ASSIGNED TASK: Determine how many lines in the listing contain the string "below"; respond with the number alone.
━━━ RECORDS PROVIDED ━━━
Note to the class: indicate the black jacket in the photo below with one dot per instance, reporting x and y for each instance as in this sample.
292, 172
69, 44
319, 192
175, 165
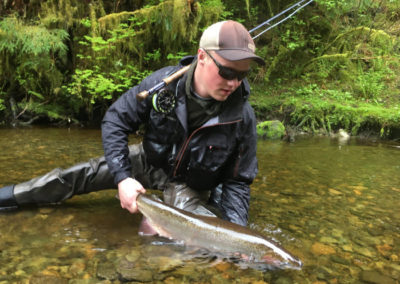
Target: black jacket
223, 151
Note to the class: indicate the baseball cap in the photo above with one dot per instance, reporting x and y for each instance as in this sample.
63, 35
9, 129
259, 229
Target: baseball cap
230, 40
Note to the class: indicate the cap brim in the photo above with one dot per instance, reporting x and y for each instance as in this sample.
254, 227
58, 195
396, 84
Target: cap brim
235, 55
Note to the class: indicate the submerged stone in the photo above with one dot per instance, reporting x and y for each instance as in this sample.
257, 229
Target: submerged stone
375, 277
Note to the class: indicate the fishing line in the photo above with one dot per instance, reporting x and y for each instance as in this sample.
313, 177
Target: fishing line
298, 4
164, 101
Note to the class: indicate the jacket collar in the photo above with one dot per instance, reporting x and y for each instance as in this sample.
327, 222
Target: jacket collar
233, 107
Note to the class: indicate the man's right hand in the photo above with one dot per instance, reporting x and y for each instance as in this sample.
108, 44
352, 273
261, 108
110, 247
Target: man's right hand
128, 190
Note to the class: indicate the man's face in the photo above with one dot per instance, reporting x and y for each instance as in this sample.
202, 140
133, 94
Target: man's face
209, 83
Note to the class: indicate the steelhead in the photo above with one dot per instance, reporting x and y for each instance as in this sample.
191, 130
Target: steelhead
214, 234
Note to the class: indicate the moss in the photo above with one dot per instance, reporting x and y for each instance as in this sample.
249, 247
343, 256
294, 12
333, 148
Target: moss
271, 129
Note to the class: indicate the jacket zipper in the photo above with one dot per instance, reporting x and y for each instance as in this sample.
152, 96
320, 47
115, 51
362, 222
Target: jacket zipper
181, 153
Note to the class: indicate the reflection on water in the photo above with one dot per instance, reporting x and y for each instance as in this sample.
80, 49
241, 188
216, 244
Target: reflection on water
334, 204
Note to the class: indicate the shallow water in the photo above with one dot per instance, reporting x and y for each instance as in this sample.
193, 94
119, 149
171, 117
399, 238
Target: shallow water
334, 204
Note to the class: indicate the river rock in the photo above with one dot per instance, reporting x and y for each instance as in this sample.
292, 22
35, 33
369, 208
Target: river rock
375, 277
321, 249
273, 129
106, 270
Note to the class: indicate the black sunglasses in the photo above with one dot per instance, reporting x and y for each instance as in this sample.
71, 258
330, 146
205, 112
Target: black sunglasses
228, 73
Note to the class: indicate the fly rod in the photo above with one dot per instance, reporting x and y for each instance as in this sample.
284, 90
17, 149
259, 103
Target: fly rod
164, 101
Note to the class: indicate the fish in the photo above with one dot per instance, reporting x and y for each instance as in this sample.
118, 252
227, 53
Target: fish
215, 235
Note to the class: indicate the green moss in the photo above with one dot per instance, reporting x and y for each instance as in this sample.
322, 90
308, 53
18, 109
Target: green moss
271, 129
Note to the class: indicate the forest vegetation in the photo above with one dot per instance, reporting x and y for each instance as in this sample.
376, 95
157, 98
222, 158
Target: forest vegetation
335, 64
━━━
━━━ RECORDS PROVIDED ━━━
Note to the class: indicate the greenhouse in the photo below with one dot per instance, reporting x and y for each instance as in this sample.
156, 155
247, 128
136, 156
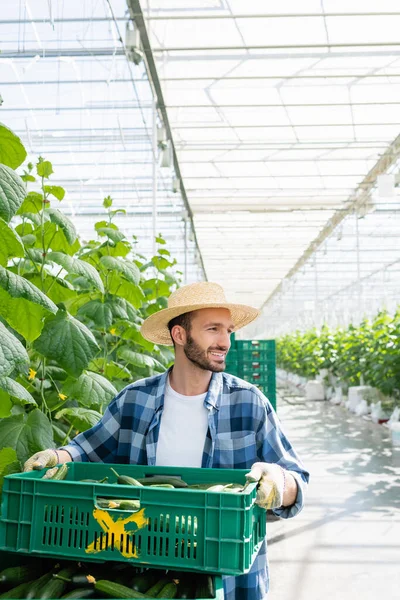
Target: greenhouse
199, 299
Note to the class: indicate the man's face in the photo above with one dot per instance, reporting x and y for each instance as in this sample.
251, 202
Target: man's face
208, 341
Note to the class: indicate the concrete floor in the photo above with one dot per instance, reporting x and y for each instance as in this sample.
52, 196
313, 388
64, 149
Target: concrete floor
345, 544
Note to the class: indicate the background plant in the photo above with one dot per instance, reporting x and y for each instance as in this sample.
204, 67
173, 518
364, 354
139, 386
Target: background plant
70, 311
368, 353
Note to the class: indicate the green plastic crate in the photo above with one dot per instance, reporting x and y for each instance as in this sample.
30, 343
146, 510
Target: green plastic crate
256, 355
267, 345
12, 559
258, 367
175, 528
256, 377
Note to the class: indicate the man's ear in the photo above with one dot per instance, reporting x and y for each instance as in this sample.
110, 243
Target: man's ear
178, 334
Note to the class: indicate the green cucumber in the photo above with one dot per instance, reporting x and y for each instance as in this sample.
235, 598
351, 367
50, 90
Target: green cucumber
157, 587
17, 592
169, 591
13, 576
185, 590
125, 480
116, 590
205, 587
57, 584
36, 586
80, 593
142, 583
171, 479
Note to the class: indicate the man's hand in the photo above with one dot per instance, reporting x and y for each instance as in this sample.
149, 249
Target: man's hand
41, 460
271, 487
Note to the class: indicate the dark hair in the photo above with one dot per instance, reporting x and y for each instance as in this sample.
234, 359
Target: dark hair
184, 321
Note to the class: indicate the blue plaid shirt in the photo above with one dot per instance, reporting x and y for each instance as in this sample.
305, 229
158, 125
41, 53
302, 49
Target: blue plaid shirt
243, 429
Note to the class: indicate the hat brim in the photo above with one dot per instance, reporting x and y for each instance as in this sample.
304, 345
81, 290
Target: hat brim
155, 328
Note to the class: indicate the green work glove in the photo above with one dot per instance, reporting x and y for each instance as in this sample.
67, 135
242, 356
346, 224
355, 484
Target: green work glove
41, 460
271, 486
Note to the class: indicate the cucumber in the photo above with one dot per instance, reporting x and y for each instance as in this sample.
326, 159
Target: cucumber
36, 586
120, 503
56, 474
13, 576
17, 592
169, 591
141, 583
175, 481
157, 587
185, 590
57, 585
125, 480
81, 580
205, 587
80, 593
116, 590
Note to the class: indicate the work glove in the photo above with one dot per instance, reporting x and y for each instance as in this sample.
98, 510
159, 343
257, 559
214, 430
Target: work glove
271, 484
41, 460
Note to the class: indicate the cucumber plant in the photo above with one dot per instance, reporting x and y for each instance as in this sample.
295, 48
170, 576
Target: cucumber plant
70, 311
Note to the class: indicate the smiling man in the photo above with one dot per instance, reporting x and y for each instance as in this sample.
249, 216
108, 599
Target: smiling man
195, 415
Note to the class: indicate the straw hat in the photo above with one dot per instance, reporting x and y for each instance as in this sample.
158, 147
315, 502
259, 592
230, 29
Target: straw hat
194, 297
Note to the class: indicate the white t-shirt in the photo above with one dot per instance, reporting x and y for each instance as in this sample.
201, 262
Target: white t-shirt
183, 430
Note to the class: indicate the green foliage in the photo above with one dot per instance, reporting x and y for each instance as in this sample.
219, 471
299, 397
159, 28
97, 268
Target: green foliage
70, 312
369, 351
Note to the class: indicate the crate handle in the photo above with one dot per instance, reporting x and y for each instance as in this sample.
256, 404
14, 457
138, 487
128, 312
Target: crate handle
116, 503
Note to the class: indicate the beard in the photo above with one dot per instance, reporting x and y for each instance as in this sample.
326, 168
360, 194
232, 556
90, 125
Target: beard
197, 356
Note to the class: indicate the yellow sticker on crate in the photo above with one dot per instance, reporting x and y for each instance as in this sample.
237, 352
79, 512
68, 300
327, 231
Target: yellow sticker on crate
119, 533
━━━
━━━ RECORDS PROVIDED ━━━
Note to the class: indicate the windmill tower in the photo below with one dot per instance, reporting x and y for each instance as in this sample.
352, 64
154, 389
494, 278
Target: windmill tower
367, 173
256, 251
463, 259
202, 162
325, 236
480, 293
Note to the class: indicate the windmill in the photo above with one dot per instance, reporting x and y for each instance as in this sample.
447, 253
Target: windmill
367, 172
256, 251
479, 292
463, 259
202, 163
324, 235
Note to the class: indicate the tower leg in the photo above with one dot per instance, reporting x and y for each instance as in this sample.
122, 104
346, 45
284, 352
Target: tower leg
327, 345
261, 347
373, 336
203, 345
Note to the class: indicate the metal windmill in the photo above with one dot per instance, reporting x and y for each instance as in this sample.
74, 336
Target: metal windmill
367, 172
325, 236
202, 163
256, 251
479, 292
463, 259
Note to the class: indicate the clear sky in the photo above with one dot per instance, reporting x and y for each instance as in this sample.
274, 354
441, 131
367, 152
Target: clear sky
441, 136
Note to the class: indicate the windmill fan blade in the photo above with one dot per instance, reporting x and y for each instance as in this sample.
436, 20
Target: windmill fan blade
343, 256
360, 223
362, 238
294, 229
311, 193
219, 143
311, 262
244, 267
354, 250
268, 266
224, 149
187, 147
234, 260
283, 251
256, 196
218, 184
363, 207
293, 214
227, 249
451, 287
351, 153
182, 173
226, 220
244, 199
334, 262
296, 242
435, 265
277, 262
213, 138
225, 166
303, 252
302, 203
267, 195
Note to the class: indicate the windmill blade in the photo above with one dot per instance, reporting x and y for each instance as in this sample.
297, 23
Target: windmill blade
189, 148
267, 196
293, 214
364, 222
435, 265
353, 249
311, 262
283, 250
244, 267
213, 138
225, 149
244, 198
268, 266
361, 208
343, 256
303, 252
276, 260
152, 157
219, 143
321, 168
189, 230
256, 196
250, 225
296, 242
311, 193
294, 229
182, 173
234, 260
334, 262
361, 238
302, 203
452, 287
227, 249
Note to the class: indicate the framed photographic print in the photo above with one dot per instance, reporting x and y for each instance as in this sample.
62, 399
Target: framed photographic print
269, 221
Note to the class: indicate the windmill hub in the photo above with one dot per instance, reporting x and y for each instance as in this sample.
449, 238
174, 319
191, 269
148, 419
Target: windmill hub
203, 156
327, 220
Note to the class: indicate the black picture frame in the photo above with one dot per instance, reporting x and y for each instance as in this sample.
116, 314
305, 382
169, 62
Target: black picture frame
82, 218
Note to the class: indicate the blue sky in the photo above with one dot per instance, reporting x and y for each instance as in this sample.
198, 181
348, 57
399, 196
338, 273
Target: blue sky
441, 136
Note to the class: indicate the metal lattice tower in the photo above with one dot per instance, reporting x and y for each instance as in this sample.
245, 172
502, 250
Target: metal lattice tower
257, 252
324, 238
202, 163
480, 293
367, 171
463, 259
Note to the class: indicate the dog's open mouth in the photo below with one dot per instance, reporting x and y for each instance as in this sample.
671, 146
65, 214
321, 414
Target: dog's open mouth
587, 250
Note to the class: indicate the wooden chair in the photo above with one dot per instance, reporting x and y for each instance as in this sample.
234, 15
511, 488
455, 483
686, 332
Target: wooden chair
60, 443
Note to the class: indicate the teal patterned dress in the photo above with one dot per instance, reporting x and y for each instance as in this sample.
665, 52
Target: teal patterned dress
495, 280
━━━
SOLUTION TO THIS EXERCISE: 4